*SUPPLIED INFORMATION*
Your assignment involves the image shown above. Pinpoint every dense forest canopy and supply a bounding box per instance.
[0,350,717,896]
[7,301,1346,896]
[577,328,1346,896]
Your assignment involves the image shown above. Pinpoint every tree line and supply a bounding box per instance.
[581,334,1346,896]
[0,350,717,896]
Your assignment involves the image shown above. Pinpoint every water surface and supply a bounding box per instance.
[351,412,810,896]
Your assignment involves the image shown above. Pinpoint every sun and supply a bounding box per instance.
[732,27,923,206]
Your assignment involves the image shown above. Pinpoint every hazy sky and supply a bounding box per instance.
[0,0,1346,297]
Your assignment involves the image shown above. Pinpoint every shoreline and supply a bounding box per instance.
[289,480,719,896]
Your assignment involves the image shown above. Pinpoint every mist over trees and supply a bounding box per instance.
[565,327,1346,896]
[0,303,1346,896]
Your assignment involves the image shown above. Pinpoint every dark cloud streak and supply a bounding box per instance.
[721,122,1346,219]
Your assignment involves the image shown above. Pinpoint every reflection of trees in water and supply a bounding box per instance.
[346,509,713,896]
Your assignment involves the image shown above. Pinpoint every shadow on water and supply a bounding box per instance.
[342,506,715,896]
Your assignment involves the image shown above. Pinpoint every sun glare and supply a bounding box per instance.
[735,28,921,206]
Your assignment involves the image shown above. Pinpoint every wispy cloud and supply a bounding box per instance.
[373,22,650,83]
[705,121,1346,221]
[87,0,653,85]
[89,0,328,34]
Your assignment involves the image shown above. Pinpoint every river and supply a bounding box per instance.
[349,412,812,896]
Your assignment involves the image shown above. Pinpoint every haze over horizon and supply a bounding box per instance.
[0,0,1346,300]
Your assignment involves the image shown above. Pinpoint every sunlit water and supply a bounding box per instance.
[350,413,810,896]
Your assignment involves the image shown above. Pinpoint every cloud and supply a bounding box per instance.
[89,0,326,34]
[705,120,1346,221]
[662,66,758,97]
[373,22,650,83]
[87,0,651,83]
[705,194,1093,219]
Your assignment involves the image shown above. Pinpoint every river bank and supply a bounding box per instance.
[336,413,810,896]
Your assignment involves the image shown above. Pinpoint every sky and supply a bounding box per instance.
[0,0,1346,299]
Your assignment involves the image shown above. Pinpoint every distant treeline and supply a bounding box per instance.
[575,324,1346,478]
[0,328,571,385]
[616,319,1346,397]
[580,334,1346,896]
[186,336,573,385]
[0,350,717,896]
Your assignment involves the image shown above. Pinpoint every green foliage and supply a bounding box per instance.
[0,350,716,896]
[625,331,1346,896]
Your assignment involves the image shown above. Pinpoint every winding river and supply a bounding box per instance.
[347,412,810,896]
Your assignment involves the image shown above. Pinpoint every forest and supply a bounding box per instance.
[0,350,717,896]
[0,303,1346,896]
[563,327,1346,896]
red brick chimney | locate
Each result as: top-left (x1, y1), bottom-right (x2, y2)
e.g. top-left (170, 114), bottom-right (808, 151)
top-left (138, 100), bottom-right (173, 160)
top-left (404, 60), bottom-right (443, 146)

*DESCRIPTION OF THE TASK*
Please quote the material word for word, starting at its first line and stopping after the line that contains "[351,412,810,896]".

*WRITTEN SOLUTION*
Your assignment involves the image shown above. Pinpoint every dense forest canopy and supply a bounding box per instance.
[0,350,717,896]
[7,301,1346,896]
[577,328,1346,896]
Your assignment involves the image shown above. Pinpoint every tree line and supply a bounding box per instance.
[581,334,1346,896]
[0,350,717,896]
Your assignment involves the image shown above. Pinpoint every water surface and supply a bounding box per instance.
[351,412,810,896]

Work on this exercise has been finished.